### Try it:
Every line of the material is to be given again exactly.

☆ ☆ ☆ ☆

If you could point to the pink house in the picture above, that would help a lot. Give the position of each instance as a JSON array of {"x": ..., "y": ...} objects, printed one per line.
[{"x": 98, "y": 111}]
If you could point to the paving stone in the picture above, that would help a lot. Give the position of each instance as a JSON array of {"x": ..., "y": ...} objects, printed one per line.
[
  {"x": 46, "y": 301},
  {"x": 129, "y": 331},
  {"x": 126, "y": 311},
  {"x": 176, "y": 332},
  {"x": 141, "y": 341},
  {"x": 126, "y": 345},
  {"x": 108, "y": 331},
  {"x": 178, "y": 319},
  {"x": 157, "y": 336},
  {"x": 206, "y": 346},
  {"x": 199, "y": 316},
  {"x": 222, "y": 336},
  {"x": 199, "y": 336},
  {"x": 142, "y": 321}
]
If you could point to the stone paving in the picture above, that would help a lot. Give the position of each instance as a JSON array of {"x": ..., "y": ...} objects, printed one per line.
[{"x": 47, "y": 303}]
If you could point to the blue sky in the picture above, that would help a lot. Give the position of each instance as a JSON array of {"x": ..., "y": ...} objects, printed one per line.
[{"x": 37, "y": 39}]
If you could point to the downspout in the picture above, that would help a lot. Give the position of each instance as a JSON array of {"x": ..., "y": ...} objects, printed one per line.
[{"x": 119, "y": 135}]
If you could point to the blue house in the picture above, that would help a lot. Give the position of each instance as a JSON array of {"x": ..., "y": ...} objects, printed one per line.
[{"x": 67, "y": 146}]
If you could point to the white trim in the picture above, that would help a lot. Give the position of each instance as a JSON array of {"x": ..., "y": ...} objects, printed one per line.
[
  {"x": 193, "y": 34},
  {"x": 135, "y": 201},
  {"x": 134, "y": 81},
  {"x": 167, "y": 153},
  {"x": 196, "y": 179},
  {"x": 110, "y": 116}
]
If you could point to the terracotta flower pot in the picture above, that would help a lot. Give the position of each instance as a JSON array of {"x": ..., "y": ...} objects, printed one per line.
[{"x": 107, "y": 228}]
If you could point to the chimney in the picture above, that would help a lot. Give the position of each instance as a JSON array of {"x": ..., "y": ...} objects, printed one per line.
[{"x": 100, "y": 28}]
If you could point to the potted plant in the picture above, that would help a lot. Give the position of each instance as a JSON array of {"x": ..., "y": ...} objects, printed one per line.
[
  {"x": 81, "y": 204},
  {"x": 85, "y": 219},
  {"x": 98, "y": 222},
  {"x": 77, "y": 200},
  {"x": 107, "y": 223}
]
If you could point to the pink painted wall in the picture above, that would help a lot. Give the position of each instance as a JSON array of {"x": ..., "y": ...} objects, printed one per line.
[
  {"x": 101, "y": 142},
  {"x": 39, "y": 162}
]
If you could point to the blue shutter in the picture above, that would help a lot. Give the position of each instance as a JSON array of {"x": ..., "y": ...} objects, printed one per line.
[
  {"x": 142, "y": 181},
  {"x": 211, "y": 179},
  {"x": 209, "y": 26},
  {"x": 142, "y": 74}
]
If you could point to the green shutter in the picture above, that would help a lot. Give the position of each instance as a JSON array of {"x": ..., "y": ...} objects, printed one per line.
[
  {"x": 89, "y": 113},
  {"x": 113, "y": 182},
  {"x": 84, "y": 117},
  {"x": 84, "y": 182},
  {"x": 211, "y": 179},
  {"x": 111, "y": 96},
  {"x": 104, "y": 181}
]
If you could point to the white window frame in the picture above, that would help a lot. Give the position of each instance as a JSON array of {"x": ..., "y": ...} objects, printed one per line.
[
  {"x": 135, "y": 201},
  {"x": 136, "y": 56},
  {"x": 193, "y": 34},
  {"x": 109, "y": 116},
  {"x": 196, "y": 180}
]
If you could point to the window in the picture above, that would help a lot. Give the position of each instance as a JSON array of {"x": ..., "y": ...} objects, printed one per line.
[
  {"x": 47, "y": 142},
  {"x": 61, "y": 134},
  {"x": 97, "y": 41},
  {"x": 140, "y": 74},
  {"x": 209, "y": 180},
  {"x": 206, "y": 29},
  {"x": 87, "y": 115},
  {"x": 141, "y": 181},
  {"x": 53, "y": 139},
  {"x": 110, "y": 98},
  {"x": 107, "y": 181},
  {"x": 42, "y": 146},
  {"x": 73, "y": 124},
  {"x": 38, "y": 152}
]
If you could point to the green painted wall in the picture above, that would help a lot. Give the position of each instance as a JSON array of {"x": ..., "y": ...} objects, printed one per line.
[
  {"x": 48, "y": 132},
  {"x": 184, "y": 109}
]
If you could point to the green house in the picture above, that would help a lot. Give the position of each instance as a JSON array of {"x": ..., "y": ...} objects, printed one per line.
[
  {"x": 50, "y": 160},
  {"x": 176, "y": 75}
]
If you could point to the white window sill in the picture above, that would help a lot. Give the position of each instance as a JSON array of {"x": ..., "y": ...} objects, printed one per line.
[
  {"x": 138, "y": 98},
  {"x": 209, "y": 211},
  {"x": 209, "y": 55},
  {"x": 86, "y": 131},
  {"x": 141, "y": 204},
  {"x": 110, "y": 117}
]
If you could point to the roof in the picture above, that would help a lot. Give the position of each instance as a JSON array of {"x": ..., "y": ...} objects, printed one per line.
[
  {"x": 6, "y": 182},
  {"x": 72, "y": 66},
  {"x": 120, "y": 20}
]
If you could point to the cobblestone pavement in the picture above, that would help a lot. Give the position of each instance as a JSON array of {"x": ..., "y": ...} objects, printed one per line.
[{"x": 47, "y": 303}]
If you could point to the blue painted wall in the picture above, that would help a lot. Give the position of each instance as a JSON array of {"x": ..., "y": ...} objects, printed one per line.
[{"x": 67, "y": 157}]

☆ ☆ ☆ ☆

### Answer to this exercise:
If you could point to the pink house in the picture above, that would help a lot. Give the position of each instance as a JSON array of {"x": ..., "y": ...} objects, printed one per line.
[{"x": 98, "y": 111}]
If you could point to the paving stone in the picture above, that would help a lot. Give the position of each instance as a JSON array of {"x": ..., "y": ...} objects, printed one per line.
[
  {"x": 46, "y": 301},
  {"x": 129, "y": 331},
  {"x": 126, "y": 311},
  {"x": 176, "y": 332},
  {"x": 141, "y": 341},
  {"x": 126, "y": 345},
  {"x": 108, "y": 331},
  {"x": 178, "y": 319},
  {"x": 157, "y": 336},
  {"x": 206, "y": 346},
  {"x": 199, "y": 316},
  {"x": 222, "y": 336},
  {"x": 199, "y": 336},
  {"x": 142, "y": 321}
]
If you could point to the stone paving in the picture above, that would help a lot. Give the position of each instance as a JSON array of {"x": ..., "y": ...} objects, printed one per line.
[{"x": 47, "y": 303}]
If you could point to the blue sky in the picture above, that would help a lot. Give the position of each instance as a JSON array of {"x": ..., "y": ...} objects, printed one per line.
[{"x": 37, "y": 39}]
If you could point to the downspout in the picture above, that would help a lot. Give the position of each instance as a JSON array of {"x": ..., "y": ...} objects, printed one per line.
[{"x": 119, "y": 135}]
If you could point to the blue house in the picture above, that would help a lot. Give the position of each instance as a JSON array of {"x": ..., "y": ...} objects, printed one per line.
[{"x": 67, "y": 146}]
If you could point to the white trim in the picture above, that would help a lot. Give the position of each instance as a JSON array of {"x": ..., "y": ...} objects, printed one per line.
[
  {"x": 193, "y": 34},
  {"x": 135, "y": 201},
  {"x": 134, "y": 81},
  {"x": 167, "y": 153},
  {"x": 196, "y": 179},
  {"x": 110, "y": 116}
]
If you could point to the terracotta flower pot in the picture above, that would help a lot. Give the position of each instance as a JSON array of {"x": ..., "y": ...} objects, printed one per line.
[{"x": 107, "y": 228}]
If you could point to the chimney in the picture above, that would help a lot. Give the position of each instance as a JSON array of {"x": ..., "y": ...} objects, printed one per line.
[{"x": 100, "y": 28}]
If you could point to the potted plant in the picture above, that would help a lot. Give the position of each instance as a JSON array of {"x": ..., "y": ...} objects, printed one per line.
[
  {"x": 81, "y": 204},
  {"x": 85, "y": 219},
  {"x": 98, "y": 222},
  {"x": 77, "y": 200},
  {"x": 107, "y": 223}
]
If you could point to the pink painted wall in the picture above, that would help a lot. Give the position of each instance as a JSON array of {"x": ..., "y": ...} objects, printed one per line.
[
  {"x": 101, "y": 142},
  {"x": 39, "y": 162}
]
If you could point to the blue shutter in the picture above, that would help a lot. Give the position of each instance as a JSON array of {"x": ..., "y": ...} objects, printed one per line.
[
  {"x": 142, "y": 181},
  {"x": 211, "y": 179},
  {"x": 209, "y": 26},
  {"x": 142, "y": 74}
]
If you could point to the green shutter in the picture above, that would help a lot. Give the position of each instance as a JSON array of {"x": ..., "y": ...} objects, printed one per line.
[
  {"x": 89, "y": 113},
  {"x": 113, "y": 182},
  {"x": 84, "y": 117},
  {"x": 84, "y": 182},
  {"x": 211, "y": 179},
  {"x": 111, "y": 96},
  {"x": 104, "y": 181}
]
If you could point to the white window frame in the picture above, that would help a lot. Give the position of each instance as a JSON array of {"x": ..., "y": ...} objects, printed one per line.
[
  {"x": 135, "y": 201},
  {"x": 136, "y": 56},
  {"x": 193, "y": 34},
  {"x": 109, "y": 116},
  {"x": 196, "y": 180}
]
If you could point to the window in the picture above, that would help a lot. Give the position of each instance as a JSON array of {"x": ..., "y": ...} objects, printed one per line.
[
  {"x": 47, "y": 142},
  {"x": 61, "y": 134},
  {"x": 97, "y": 41},
  {"x": 140, "y": 74},
  {"x": 209, "y": 180},
  {"x": 206, "y": 29},
  {"x": 87, "y": 115},
  {"x": 141, "y": 181},
  {"x": 53, "y": 139},
  {"x": 110, "y": 98},
  {"x": 107, "y": 181},
  {"x": 42, "y": 146},
  {"x": 73, "y": 124},
  {"x": 38, "y": 152}
]
If you could point to the green painted wall in the picture above, that would help a lot. Give the position of each instance as a JSON array of {"x": ..., "y": ...} objects, printed one per line.
[
  {"x": 48, "y": 132},
  {"x": 184, "y": 109}
]
If you could point to the green house in the picture above, that would help a lot. Give the position of each instance as a JSON array of {"x": ..., "y": ...} objects, printed one per line.
[
  {"x": 50, "y": 160},
  {"x": 176, "y": 75}
]
If you could point to the white window sill in the picture above, that would help a lot. Give the position of each instance as a JSON array of {"x": ..., "y": ...} objects, printed one per line.
[
  {"x": 138, "y": 98},
  {"x": 209, "y": 211},
  {"x": 209, "y": 55},
  {"x": 86, "y": 131},
  {"x": 141, "y": 204},
  {"x": 110, "y": 117}
]
If you could point to the roof in the picture above, that would help a lot. Give the position of each instance as a JSON array of {"x": ..., "y": ...} objects, printed one per line.
[
  {"x": 6, "y": 182},
  {"x": 72, "y": 66},
  {"x": 120, "y": 20}
]
If you could point to the cobblestone pavement in the picture above, that would help a lot. Give the position of each instance as a JSON array of {"x": ..., "y": ...} objects, printed one per line.
[{"x": 47, "y": 303}]
If you could point to the blue painted wall in the picture above, that would help a lot. Give the position of each instance as a JSON array of {"x": ..., "y": ...} objects, printed one per line.
[{"x": 67, "y": 157}]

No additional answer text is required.